| Artikeltext |
==========

Fischbach: Kein Handlungsbedarf bei Hilfsmitteln Julia Pradel, 19.03.2015 13:38 Uhr
Zu dünne oder zu wenig Windeln, die Lieferanten nicht erreichbar: Der „Spiegel“ hat sich Anfang März der Probleme bei der Inkontinenzversorgung angenommen. Nun wurde das Thema im Bundestag diskutiert. Obwohl auch Apotheker schon lange vor Dumpingpreisen warnen, sieht das Bundesgesundheitsministerium (BMG) keinen Handlungsbedarf. Die gesetzlichen Regelungen seien ausreichend, erklärte Staatssekretärin Ingrid Fischbach (CDU).
Corinna Rüffer, Sprecherin für Behindertenpolitik der Grünen-Bundestagsfraktion, hatte das Thema in der aktuellen Fragestunde angesprochen. Sie wollte von der Bundesregierung wissen, welche Möglichkeiten gesehen werden, um zu verhindern, dass sich Betroffene an das Bundesversicherungsamt (BVA) wenden oder Produkte selbst finanzieren müssen.

==========

| Vorliegendes Material |

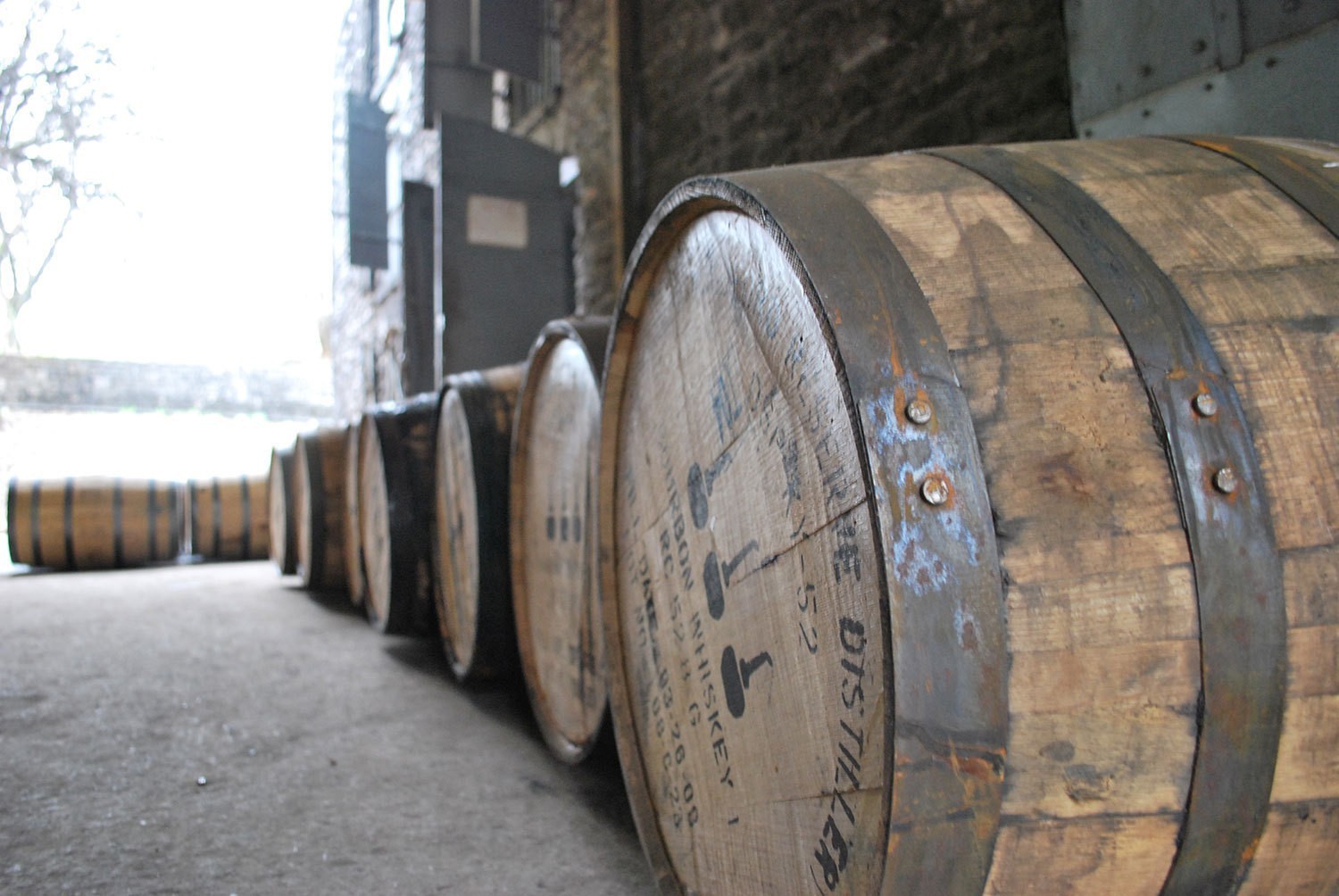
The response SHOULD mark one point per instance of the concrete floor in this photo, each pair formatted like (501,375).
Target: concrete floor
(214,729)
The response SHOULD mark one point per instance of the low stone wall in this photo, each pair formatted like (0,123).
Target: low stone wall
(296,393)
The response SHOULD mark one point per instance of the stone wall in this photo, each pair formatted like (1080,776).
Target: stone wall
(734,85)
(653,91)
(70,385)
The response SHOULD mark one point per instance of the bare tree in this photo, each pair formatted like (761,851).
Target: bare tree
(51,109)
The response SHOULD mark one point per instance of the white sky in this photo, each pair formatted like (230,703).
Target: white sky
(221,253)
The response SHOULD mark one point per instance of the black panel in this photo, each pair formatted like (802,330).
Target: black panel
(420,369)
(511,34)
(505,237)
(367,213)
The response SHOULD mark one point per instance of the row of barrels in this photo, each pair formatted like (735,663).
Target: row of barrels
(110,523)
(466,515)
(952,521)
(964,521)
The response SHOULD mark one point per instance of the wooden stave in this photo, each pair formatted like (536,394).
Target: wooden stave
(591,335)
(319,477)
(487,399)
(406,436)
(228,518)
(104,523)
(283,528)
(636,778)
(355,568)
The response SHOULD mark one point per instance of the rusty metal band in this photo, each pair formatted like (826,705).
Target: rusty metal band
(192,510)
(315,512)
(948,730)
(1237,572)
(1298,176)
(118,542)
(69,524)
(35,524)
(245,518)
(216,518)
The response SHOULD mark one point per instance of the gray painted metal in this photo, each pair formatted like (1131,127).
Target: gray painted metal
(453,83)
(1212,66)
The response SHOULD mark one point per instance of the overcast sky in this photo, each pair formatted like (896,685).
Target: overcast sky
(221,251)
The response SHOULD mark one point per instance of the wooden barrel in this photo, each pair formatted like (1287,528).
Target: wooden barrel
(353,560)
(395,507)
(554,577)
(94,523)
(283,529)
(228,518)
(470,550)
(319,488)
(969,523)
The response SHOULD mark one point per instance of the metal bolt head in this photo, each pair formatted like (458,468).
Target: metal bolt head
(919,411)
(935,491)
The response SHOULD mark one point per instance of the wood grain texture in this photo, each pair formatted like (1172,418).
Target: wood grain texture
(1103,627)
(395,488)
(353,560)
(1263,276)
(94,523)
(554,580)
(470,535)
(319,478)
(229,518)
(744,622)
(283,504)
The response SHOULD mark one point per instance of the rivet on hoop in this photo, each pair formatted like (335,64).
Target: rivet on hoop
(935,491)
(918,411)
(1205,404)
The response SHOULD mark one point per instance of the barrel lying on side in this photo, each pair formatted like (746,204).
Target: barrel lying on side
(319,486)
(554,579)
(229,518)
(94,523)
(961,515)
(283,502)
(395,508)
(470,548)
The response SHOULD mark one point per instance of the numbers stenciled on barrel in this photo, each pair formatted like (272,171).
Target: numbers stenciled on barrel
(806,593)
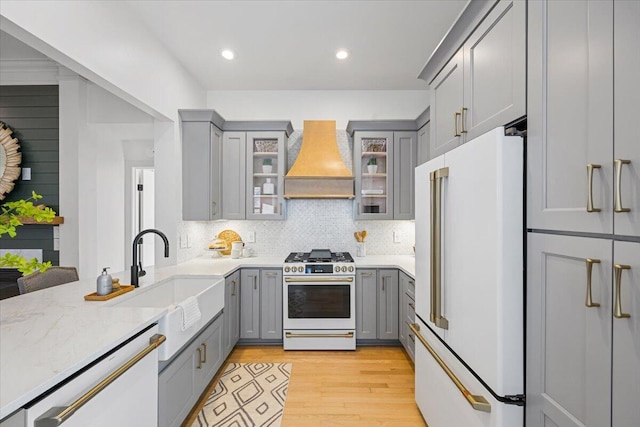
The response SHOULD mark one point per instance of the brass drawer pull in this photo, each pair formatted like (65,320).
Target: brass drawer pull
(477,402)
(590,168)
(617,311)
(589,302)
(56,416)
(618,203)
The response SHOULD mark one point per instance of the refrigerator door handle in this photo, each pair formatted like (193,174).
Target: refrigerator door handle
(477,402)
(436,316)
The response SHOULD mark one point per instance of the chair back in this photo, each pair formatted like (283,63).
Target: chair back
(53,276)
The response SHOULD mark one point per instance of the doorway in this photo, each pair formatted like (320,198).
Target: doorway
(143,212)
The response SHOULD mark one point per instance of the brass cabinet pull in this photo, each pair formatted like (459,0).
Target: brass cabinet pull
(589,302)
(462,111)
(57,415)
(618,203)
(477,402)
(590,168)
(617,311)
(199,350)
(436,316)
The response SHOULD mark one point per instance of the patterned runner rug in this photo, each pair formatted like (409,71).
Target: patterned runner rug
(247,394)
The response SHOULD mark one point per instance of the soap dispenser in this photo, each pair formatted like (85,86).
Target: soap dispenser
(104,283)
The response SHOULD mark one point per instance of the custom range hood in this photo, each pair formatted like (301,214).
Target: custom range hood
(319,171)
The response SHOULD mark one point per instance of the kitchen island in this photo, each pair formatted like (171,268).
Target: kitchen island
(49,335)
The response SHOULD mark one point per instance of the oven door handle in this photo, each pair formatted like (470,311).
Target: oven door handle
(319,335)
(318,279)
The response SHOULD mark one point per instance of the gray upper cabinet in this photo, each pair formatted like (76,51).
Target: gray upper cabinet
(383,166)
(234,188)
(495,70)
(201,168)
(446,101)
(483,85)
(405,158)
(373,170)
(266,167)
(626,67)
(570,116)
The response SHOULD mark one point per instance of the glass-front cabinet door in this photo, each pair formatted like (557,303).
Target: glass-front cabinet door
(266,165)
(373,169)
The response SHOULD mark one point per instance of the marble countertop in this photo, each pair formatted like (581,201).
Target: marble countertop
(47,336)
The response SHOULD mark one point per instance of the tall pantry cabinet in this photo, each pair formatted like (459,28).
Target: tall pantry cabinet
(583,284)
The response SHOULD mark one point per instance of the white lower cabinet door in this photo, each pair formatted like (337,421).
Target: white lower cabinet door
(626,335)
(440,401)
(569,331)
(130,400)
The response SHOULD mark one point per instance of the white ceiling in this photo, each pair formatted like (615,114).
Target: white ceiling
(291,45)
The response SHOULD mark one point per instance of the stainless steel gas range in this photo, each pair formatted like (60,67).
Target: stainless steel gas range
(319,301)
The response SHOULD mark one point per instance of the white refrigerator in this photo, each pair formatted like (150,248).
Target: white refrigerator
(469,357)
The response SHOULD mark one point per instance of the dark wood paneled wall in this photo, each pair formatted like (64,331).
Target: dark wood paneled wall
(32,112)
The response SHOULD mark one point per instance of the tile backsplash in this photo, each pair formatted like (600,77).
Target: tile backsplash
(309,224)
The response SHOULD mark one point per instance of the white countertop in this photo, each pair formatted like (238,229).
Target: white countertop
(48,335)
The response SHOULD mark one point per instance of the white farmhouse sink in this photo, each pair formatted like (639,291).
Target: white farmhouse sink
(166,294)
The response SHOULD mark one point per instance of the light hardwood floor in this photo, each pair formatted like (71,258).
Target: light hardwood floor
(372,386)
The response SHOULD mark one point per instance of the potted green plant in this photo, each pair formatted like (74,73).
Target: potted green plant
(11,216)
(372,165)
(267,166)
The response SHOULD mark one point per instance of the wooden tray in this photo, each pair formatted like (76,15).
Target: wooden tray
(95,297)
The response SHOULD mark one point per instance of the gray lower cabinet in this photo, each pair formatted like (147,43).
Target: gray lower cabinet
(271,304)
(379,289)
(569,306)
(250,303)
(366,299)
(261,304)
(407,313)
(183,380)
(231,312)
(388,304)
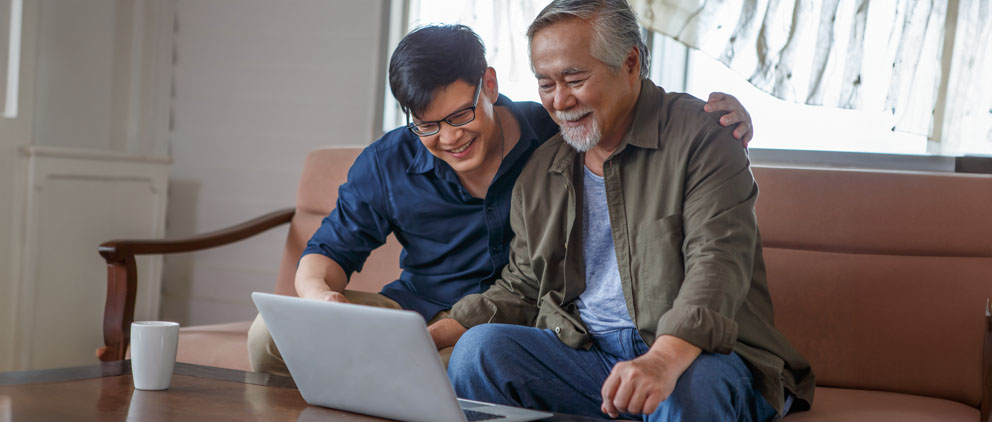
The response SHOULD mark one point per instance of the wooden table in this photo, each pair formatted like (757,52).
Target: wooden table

==========

| Arbeitsaufträge |
- A) Nennen Sie alle Personen, die im Artikel zur Inkontinenzversorgung mit Vor- und Nachnamen genannt werden.
- B) Setzen Sie den Artikel zur Inkontinenzversorgung im gleichen Stil fort.

| Lösungen |
- A) Julia Pradel, Ingrid Fischbach, Corinna Rüffer

- B)
Aus Sicht von Fischbach gibt es allerdings keinen Bedarf für Gesetzesänderungen: „Ich bin der Meinung, dass die geltenden rechtlichen Regelungen zur Hilfsmittelversorgung grundsätzlich geeignet sind, eine ausreichende, wirtschaftliche und zweckmäßige Versorgung mit Inkontinenzhilfen sicherzustellen.“ Versicherte hätten einen Anspruch auf Versorgung mit Hilfsmitteln, die erforderlich seien.
Versorgungspauschalen, wie sie Krankenkassen und Leistungserbringer vereinbarten, seien zulässig und auch bei anderen Hilfsmitteln übliche vertragliche Gestaltungsmöglichkeit. Die Höhen der Versorgungspauschalen beruhten auf einer Mischkalkulation, da sie sowohl Versorgungsfälle mit leichter Inkontinenz als auch solche mit mittlerer und schwerer Inkontinenz erfassten.
„Bei dieser Vertragsart trägt der Leistungserbringer ein hohes Maß an Verantwortung für Art, Umfang und Qualität der von der Monatspauschale umfassten Leistungen“, so Fischbach. Besonders wichtig seien daher detaillierte vertragliche Regelungen und auch eine Überprüfung, ob diese eingehalten werden.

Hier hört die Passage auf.